(Point localization data)
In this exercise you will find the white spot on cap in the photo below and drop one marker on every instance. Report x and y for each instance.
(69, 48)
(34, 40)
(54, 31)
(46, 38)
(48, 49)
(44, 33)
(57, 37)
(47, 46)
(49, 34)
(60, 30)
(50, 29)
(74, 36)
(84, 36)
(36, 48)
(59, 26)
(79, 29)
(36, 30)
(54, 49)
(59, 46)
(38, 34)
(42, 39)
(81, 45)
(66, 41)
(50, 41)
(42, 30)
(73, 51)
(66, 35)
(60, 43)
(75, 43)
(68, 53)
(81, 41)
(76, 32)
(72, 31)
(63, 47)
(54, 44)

TASK: Copy every record above exactly as it is.

THE COMPLETED TASK:
In this exercise you will find the white spot on cap in the photo below and drop one marker on every instance. Report x and y for each instance.
(69, 48)
(34, 40)
(54, 31)
(46, 38)
(48, 49)
(44, 33)
(57, 37)
(47, 46)
(49, 34)
(60, 30)
(50, 29)
(74, 36)
(84, 36)
(36, 48)
(59, 26)
(79, 29)
(36, 30)
(54, 49)
(59, 46)
(38, 34)
(42, 39)
(81, 45)
(66, 41)
(50, 41)
(42, 30)
(73, 51)
(66, 35)
(60, 43)
(75, 43)
(68, 53)
(81, 41)
(76, 32)
(72, 31)
(63, 47)
(54, 44)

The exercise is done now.